▶ **RECORDS FOR PROCESSING**

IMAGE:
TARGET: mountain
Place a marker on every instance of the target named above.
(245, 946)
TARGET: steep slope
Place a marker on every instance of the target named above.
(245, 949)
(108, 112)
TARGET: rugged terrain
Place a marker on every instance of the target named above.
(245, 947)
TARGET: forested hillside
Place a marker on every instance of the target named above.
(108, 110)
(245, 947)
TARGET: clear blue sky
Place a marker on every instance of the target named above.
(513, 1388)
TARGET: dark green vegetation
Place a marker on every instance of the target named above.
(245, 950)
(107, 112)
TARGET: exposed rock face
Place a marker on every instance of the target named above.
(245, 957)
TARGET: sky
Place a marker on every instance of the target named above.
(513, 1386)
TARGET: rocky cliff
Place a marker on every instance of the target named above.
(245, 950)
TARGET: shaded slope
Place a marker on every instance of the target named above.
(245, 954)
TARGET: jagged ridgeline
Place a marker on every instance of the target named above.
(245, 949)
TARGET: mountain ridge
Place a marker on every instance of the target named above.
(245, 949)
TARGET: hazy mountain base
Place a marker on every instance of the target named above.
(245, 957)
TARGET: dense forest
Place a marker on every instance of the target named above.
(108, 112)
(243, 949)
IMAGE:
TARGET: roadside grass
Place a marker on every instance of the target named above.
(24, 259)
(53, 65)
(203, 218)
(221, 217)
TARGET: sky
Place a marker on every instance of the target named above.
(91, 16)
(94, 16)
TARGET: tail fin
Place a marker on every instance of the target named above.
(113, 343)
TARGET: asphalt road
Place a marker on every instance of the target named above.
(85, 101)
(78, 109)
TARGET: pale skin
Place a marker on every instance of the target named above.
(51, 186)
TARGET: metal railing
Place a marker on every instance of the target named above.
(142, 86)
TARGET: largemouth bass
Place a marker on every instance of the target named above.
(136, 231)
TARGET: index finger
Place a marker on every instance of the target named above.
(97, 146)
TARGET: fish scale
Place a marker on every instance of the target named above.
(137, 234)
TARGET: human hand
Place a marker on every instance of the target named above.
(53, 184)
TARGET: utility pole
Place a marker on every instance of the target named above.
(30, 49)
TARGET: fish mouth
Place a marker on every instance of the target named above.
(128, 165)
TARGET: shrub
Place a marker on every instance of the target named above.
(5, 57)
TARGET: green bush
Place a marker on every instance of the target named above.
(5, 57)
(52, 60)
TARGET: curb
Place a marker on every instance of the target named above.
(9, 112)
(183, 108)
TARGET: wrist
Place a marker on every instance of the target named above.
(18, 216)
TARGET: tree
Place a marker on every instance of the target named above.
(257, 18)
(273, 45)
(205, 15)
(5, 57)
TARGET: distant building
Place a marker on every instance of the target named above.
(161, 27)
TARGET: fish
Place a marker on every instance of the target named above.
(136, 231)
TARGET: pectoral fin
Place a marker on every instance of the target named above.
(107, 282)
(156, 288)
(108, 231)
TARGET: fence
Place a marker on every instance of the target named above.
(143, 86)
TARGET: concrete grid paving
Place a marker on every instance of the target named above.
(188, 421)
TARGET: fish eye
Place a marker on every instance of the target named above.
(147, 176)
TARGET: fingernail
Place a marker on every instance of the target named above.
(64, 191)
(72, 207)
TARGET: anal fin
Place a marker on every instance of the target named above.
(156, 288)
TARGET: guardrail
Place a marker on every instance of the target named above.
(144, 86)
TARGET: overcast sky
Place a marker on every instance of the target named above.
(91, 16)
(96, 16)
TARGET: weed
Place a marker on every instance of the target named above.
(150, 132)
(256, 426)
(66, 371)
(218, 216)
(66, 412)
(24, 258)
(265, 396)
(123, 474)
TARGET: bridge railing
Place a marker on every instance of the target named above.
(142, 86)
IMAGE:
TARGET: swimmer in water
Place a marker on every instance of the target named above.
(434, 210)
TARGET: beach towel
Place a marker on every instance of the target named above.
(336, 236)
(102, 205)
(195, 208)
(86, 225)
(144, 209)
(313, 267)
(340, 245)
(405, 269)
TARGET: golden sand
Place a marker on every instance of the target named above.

▶ **REQUIRED TASK**
Write the lines out verbatim, from the one with "TARGET: fence" through the last line of the entries, and stop there.

▶ **TASK OUTPUT**
TARGET: fence
Place a marker on every instance of the target named above.
(143, 86)
TARGET: concrete grid paving
Place a marker on every instance of the target named above.
(188, 421)
TARGET: fish eye
Place a marker on every instance of the target named above.
(147, 176)
TARGET: fingernail
Place a marker on every instance of the target named above.
(64, 191)
(72, 207)
TARGET: anal fin
Place a marker on every instance of the target named above.
(156, 288)
TARGET: guardrail
Place a marker on every instance of the target named above.
(144, 86)
TARGET: overcast sky
Place a marker on every instance of the target named above.
(91, 16)
(96, 16)
TARGET: weed
Place a marker on every instance of the target named above.
(150, 132)
(256, 426)
(66, 371)
(218, 216)
(66, 412)
(24, 258)
(265, 396)
(123, 474)
TARGET: bridge railing
Place a marker on every instance of the target named above.
(142, 86)
IMAGE:
TARGET: swimmer in water
Place a marker on every instance of the target named above.
(434, 210)
TARGET: beach towel
Place a marker on every instance of the target named above.
(336, 236)
(102, 205)
(195, 208)
(86, 225)
(144, 209)
(313, 267)
(340, 245)
(405, 269)
TARGET: golden sand
Place a marker on every instance of the target named above.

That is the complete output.